Bloc de texte:
---

C’était écrit ! Si, si, relisez mon émouvant récit de la SaintéLyon 2016 : j’y exprimais mon regret de ne pas voir de jour les Monts du lyonnais traversés, et mon admiration pour les coureurs de la 180 qui avaient fait l’aller-retour. Comment voulez-vous, avec de tels souvenirs, que je résiste à la tentation de m’inscrire à la Lyon-Sainté-Lyon, nouvelle formule proposée cette année ? Par respect pour l’esprit de la 180 originale, l’aller se fera en mode non compétitif (en moins de 14h), le classement n’étant établi que sur le retour. Une gestion de course particulière qui constitue un challenge supplémentaire !

---

Consigne:
Pouvez-vous reproduire à l'identique le passage du texte sur la SaintéLyon qui va de « C’était écrit ! Si, si, relisez » jusqu'à « un challenge supplémentaire ! » ? Les enregistrements ne sont d'aucune utilité ici.

Données d'annotation par points

---

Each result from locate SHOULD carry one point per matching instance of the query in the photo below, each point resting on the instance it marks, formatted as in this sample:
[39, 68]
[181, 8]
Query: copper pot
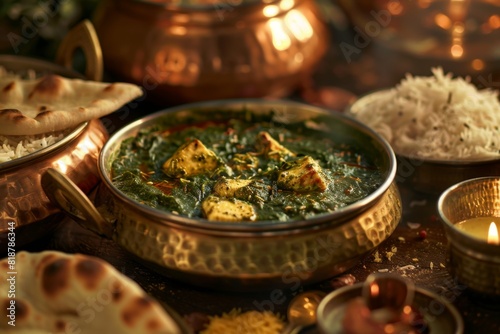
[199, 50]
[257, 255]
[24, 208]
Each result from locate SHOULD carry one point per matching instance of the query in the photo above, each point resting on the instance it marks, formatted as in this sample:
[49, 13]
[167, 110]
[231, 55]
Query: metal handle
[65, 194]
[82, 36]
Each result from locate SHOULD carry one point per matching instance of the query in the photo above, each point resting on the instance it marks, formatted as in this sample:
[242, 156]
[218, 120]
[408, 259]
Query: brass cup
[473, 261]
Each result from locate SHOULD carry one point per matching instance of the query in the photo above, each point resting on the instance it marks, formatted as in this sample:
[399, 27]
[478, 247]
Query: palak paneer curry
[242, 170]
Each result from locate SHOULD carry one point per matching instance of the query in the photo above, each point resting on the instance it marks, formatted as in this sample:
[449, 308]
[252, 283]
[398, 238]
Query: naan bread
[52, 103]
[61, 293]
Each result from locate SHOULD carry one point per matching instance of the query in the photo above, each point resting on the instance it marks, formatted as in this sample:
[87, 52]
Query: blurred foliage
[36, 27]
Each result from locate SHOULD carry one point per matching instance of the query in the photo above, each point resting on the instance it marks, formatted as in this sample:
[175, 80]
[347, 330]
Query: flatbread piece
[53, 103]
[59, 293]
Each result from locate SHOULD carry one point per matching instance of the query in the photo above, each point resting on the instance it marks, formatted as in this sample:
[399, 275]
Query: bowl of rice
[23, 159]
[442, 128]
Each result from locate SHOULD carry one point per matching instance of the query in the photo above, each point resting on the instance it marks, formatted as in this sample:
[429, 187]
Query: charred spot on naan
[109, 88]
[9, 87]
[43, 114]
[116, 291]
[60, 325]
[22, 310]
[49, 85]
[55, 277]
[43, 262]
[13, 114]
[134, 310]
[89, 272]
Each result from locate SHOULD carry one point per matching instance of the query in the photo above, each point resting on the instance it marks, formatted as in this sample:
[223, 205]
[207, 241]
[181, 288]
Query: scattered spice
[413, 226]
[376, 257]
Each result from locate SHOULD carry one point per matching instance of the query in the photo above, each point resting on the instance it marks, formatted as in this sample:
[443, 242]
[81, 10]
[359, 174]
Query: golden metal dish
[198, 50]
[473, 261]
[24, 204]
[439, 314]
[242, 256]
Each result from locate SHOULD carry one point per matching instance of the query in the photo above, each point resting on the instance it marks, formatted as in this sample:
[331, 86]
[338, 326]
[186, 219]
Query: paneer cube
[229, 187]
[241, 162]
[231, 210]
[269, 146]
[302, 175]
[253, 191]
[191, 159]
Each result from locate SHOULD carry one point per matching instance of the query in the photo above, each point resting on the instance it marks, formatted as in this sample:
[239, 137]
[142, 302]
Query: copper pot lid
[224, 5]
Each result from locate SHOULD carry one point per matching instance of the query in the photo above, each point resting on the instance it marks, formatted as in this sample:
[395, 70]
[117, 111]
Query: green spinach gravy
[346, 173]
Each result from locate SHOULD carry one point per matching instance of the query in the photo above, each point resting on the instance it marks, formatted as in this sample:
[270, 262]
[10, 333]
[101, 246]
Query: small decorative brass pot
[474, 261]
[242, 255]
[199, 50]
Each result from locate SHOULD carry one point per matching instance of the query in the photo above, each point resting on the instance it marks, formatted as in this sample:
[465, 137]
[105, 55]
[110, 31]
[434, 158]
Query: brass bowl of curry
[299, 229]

---

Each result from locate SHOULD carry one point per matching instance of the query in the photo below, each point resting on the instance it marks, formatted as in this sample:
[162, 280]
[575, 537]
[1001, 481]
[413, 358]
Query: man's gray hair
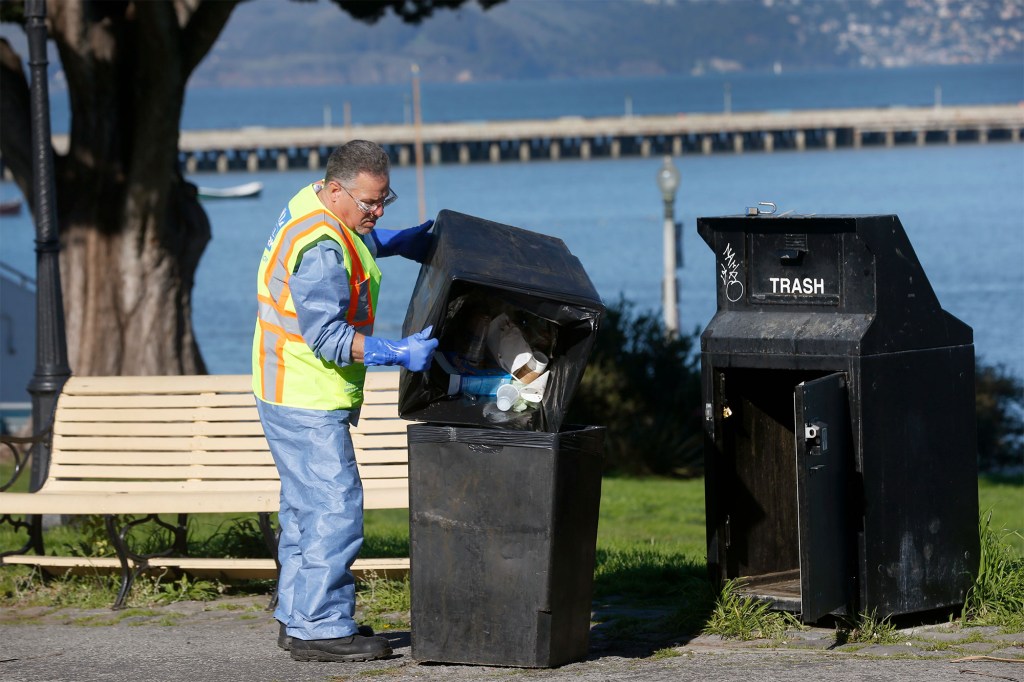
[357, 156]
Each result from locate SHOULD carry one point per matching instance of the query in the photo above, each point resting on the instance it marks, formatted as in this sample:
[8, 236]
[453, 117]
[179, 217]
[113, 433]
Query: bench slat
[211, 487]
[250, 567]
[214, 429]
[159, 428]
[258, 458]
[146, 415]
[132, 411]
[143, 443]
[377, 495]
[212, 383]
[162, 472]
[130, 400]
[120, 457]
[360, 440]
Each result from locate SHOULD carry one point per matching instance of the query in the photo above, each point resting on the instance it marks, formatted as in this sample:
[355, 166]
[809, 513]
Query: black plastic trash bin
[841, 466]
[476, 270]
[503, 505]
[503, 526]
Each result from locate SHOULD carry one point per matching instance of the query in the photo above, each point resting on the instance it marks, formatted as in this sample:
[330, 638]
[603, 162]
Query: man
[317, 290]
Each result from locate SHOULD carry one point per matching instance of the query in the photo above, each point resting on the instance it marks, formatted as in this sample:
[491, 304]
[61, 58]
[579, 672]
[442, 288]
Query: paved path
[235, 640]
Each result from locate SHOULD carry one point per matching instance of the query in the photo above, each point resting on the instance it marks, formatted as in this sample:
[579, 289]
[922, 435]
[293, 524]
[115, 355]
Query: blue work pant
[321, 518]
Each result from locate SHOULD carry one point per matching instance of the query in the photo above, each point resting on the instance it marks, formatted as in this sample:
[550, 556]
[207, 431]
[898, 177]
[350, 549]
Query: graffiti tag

---

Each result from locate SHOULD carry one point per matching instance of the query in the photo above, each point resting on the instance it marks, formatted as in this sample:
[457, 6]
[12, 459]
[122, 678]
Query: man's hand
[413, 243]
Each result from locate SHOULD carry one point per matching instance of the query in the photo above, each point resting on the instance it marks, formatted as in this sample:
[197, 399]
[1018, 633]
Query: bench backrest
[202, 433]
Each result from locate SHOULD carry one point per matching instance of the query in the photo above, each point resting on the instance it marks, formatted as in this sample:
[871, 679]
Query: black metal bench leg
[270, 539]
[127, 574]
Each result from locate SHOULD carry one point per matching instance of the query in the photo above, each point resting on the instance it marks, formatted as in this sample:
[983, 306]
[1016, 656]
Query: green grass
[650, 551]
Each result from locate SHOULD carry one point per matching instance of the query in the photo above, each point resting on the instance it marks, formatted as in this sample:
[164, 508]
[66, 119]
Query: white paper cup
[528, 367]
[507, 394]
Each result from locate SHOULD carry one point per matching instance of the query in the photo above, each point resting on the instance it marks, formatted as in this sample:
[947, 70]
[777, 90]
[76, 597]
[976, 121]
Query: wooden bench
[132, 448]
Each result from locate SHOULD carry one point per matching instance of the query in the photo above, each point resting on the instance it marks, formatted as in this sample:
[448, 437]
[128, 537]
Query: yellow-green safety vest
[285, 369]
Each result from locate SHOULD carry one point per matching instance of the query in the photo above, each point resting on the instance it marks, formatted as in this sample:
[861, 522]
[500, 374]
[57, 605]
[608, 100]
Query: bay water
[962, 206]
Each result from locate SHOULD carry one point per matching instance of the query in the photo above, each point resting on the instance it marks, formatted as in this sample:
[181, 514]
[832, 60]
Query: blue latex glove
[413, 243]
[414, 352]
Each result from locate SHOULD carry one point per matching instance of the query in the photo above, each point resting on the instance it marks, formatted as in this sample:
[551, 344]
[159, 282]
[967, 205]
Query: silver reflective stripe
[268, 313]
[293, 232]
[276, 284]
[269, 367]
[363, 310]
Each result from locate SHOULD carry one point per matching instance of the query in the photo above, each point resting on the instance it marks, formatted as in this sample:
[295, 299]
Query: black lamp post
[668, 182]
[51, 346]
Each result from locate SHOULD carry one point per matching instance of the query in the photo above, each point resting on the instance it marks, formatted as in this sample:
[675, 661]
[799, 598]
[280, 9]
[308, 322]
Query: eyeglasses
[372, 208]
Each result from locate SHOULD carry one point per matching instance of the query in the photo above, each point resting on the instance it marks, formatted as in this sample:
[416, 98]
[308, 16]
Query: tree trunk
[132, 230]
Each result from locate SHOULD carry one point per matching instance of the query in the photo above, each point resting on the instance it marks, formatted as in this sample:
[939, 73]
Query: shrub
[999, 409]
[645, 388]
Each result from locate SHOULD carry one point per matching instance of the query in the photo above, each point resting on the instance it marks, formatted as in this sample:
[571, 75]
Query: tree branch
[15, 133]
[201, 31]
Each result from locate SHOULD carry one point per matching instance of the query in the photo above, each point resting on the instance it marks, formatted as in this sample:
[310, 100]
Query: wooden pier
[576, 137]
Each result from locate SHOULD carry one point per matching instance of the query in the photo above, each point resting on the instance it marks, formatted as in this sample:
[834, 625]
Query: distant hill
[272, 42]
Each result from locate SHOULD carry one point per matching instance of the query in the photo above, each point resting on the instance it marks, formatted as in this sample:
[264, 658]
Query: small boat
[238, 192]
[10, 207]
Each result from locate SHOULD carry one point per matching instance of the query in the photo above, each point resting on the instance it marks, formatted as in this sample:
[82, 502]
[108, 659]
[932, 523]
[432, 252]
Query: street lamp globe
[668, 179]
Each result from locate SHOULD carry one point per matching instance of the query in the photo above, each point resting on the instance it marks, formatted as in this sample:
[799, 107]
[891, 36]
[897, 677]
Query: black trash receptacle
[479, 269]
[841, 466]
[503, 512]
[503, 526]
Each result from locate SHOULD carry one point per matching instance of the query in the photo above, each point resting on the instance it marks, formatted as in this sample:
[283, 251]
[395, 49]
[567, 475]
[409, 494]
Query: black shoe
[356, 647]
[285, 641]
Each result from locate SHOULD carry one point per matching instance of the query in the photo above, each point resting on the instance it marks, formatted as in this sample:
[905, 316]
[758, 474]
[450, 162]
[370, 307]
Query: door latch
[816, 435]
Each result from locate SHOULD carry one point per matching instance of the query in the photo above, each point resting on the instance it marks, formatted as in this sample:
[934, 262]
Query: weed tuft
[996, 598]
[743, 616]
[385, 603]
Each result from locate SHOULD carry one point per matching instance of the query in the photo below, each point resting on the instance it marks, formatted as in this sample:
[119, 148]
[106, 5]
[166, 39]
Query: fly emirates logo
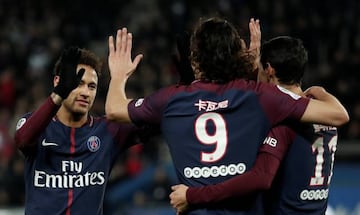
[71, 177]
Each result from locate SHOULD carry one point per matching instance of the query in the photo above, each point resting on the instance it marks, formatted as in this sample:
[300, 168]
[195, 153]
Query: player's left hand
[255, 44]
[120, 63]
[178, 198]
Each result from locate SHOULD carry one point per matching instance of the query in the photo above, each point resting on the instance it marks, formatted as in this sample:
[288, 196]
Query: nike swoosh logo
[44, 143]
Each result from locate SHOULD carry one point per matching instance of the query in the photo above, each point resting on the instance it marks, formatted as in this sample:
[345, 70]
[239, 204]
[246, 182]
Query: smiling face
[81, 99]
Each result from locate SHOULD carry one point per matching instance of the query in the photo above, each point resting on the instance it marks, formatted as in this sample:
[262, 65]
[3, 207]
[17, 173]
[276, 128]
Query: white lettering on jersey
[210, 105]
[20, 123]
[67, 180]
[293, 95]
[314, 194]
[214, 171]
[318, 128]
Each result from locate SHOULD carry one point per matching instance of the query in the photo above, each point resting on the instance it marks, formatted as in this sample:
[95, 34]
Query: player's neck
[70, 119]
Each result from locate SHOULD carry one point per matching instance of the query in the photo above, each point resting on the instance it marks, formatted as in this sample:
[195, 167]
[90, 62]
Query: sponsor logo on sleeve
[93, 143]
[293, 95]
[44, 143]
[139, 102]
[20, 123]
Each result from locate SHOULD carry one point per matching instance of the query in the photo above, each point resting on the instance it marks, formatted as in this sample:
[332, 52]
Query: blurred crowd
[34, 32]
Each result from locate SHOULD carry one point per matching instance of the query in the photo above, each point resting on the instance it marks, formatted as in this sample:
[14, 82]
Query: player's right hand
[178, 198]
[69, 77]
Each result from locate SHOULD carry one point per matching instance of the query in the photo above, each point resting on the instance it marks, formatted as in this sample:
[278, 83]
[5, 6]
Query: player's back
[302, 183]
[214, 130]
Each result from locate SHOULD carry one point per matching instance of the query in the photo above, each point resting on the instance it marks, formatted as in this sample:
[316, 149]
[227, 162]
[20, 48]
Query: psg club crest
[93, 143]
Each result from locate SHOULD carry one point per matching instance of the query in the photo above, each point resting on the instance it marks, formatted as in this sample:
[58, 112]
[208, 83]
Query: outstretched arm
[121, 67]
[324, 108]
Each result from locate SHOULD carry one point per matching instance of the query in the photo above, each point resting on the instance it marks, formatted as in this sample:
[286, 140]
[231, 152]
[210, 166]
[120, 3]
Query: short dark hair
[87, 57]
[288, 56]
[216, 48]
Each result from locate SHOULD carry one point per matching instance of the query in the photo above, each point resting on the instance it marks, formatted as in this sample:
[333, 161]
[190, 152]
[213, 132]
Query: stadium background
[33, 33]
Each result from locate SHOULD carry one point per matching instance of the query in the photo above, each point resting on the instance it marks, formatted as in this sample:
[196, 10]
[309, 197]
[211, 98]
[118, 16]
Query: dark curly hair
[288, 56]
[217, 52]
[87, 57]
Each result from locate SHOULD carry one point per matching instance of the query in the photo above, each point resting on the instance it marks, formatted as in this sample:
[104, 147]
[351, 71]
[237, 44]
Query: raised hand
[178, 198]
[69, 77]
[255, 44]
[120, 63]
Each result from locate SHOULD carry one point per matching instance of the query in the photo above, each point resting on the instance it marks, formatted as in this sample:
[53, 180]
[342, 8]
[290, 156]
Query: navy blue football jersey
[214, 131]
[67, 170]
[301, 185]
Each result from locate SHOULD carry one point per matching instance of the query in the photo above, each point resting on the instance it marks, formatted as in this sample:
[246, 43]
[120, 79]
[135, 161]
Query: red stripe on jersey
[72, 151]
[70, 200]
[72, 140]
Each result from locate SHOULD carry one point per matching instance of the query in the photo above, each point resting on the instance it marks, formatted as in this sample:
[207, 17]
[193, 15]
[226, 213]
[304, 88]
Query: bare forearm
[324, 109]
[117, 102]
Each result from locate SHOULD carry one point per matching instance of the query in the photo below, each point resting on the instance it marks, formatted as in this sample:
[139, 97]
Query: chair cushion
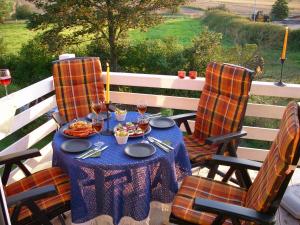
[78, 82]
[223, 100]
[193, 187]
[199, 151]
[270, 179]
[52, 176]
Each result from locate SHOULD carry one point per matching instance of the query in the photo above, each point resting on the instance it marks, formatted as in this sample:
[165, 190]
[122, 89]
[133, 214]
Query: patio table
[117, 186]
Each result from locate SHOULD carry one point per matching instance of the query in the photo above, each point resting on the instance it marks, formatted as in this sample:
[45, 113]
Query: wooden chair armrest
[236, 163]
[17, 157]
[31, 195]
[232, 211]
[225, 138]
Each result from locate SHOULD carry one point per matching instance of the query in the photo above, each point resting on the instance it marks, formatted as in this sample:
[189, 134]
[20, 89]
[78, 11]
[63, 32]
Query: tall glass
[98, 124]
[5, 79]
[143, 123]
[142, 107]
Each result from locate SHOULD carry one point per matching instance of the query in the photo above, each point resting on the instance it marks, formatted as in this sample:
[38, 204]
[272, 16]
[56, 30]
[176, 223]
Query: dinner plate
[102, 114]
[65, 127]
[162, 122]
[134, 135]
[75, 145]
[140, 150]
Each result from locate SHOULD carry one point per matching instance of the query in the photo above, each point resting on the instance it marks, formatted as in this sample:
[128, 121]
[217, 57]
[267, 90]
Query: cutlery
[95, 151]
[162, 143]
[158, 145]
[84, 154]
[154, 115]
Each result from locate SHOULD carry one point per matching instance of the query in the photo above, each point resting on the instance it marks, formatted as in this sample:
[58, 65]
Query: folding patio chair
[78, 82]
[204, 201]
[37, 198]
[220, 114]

---

Réponse rédigée:
C’était écrit ! Si, si, relisez mon émouvant récit de la SaintéLyon 2016 : j’y exprimais mon regret de ne pas voir de jour les Monts du lyonnais traversés, et mon admiration pour les coureurs de la 180 qui avaient fait l’aller-retour. Comment voulez-vous, avec de tels souvenirs, que je résiste à la tentation de m’inscrire à la Lyon-Sainté-Lyon, nouvelle formule proposée cette année ? Par respect pour l’esprit de la 180 originale, l’aller se fera en mode non compétitif (en moins de 14h), le classement n’étant établi que sur le retour. Une gestion de course particulière qui constitue un challenge supplémentaire !